-------- EXCERPT TO READ --------
Juniper and Thorn by Ava Reid
(Del Rey, 2022)
Ava Reid’s Juniper and Thorn is a dark and complex story about identity, silencing and betrayal, and forgiveness. Its fairy-tale setting is as delightful as it is misleading—there is nothing magical about abuse and trauma, and the wondrous and baroque details hide all too common violence and power struggles within a dysfunctional family.
Marlinchen is the youngest daughter of Zmij Vasilchenko, the last wizard of Oblya, an ancient land swallowed by the cosmopolitan and capitalist empire of Rodinya. The eldest daughter, Undine, is beautiful and can see the future, the middle daughter, Rosenrot, is wise and skilled in herbs. As it often is the case with the third child, Marlinchen is plain-faced and simple-hearted, and her gift to read people’s feelings by touching their skin is closer to a curse. Her father seems to love her most, but his love is a curse, too, as there’s neither warmth nor kindness in it.
The Cleaving by Juliet E McKenna
(Angry Robot, 2023)
Reviewed by Estelle Roberts
The Cleaving is a feminist take on the traditional Arthurian legends, being told from the perspective of four of the main female characters, Nimue, Ygraine, Morgana and Guinevere. It begins with a celebration in Winchester of Uther Pendragon’s latest victories, where he announces his intention to become High King, much to the chagrin of many of the other monarchs. This appears to be mostly at the instigation of his advisor Merlin, who, from the start, very much works to his own agenda. It transpires that both he and Nimue are not actually human, but supernatural beings with magical powers, Merlin’s being exceptionally strong. When Nimue dares to question his decisions, she is angrily dismissed, with Merlin asserting his assumed superiority. It is noted at this point that the women, while not completely without power, are reliant largely on their ability to influence the men around them, particularly their husbands and lovers.
--------
REQUIRED WORK:
a - In the book reviews, what is Marlinchen's gift?
b - From the book reviews, copy the passage starting at "Juniper and Thorn by" and ending at "a dysfunctional family.".
The material that comes next isn't needed for anything here.
-------- DATASET RECORDS --------
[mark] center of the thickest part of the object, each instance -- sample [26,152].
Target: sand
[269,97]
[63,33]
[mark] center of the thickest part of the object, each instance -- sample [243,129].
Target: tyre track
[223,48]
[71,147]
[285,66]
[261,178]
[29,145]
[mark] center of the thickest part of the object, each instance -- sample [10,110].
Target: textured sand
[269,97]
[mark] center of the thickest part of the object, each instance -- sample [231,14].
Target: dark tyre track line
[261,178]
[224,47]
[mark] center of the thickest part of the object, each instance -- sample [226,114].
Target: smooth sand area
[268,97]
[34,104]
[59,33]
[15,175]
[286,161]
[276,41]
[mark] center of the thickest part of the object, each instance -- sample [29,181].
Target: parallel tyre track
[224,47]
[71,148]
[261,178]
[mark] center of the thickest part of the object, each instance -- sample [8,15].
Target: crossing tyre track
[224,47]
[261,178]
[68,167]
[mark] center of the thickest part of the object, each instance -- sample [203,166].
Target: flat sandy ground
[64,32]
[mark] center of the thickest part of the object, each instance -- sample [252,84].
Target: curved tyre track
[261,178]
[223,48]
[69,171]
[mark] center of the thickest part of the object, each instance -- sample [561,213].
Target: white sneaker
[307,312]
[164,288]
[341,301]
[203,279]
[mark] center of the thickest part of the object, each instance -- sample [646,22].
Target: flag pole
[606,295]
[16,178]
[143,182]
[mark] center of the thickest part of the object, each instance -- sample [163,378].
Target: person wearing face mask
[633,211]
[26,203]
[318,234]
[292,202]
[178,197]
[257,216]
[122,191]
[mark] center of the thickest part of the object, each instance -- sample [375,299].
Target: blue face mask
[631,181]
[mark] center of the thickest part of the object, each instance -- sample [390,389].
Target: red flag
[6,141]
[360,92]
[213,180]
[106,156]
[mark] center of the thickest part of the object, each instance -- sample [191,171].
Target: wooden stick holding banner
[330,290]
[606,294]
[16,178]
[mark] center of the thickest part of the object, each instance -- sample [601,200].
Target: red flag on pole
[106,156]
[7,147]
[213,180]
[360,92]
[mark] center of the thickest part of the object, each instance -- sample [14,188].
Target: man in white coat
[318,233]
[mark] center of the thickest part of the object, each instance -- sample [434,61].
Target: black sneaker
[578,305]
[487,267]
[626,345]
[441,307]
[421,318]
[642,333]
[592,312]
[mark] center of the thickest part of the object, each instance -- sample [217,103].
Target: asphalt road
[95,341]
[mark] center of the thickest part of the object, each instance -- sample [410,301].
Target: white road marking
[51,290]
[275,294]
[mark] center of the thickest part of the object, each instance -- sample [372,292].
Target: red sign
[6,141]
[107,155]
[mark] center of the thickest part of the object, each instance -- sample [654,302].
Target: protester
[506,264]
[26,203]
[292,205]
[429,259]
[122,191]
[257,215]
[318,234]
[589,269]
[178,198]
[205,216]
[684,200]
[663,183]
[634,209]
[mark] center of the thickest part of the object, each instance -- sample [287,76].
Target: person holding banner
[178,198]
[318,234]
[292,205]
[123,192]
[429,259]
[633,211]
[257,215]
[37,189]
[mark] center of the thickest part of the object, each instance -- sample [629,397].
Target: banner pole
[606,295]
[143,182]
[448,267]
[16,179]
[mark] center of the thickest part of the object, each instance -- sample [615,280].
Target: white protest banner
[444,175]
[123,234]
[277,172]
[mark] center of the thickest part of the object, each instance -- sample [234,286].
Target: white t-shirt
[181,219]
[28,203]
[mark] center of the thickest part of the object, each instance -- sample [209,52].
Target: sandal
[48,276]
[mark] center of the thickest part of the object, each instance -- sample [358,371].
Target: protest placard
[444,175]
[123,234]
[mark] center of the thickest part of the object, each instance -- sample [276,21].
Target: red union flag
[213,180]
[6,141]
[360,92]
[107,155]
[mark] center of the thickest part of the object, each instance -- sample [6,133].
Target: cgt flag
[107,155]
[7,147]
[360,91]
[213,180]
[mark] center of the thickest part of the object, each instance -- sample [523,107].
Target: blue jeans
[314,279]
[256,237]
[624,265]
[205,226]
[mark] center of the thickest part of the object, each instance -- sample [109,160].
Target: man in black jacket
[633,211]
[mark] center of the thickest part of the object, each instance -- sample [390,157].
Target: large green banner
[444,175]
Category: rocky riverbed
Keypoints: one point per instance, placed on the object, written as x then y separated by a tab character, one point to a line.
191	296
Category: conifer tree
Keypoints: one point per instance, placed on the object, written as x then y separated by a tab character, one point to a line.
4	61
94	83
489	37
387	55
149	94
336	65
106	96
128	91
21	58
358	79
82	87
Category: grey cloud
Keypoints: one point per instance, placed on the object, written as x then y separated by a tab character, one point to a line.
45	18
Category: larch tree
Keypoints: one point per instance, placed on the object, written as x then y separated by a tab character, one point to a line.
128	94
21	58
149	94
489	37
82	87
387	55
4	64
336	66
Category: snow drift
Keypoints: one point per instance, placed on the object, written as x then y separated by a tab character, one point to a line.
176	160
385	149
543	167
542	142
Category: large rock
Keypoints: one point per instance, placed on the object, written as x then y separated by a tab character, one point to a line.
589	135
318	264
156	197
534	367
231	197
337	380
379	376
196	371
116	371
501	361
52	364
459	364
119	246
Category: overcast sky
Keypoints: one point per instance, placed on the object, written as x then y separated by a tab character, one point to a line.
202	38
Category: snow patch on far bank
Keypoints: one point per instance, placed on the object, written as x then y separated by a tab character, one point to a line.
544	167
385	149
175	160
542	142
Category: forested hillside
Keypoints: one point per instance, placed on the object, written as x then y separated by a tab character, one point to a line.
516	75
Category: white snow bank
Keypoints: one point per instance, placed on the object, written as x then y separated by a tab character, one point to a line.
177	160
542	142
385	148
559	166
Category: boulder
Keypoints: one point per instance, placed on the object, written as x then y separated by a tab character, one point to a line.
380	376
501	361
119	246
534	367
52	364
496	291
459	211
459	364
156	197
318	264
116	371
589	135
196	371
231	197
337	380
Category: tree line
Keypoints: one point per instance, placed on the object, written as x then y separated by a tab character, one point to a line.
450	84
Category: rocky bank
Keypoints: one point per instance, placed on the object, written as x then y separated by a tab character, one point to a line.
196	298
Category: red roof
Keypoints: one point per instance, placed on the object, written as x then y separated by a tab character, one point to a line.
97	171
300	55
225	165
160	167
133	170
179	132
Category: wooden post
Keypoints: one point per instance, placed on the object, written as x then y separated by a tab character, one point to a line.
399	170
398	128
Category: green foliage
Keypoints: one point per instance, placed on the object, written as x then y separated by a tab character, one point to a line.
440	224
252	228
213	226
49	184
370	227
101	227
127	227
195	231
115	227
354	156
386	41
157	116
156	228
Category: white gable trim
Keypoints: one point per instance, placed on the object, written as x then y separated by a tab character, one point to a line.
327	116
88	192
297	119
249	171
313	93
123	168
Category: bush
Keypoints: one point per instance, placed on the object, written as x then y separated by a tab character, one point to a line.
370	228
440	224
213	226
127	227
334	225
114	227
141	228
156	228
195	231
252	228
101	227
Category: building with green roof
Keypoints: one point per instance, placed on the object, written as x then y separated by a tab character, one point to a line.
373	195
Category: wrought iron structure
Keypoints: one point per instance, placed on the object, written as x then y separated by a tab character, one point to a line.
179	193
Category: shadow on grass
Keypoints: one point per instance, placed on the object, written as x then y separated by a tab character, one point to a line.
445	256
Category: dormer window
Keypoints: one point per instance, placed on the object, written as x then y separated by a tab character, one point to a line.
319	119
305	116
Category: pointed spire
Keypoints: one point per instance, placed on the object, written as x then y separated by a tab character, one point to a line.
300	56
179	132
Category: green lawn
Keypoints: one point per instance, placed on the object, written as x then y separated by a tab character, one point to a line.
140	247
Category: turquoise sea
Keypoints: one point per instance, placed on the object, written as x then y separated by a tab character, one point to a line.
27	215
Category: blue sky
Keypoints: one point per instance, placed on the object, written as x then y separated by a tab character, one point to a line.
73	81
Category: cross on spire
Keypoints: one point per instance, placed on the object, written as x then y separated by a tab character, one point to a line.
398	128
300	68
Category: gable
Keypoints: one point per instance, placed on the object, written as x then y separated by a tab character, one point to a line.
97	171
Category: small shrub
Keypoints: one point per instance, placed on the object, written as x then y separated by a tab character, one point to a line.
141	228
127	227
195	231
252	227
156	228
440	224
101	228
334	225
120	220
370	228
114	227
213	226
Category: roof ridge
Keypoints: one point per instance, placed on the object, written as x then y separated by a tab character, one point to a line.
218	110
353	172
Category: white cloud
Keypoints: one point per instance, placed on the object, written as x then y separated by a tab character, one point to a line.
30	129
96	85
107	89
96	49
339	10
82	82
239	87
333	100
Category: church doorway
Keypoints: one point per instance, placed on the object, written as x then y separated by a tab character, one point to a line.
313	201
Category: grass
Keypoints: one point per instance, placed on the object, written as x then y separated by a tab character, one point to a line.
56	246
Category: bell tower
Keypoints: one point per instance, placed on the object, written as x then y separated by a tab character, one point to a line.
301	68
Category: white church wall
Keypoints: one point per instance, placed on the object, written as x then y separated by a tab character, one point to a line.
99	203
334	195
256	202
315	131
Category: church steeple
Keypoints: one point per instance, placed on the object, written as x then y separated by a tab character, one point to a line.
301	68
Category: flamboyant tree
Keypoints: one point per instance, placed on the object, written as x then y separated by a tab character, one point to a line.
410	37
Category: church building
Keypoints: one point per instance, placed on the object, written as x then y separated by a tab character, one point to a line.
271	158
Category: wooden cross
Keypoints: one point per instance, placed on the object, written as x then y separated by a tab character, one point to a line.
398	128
--------
IN RESPONSE:
a - She can read people's feelings by touching their skin.

b -
Juniper and Thorn by Ava Reid
(Del Rey, 2022)
Ava Reid’s Juniper and Thorn is a dark and complex story about identity, silencing and betrayal, and forgiveness. Its fairy-tale setting is as delightful as it is misleading—there is nothing magical about abuse and trauma, and the wondrous and baroque details hide all too common violence and power struggles within a dysfunctional family.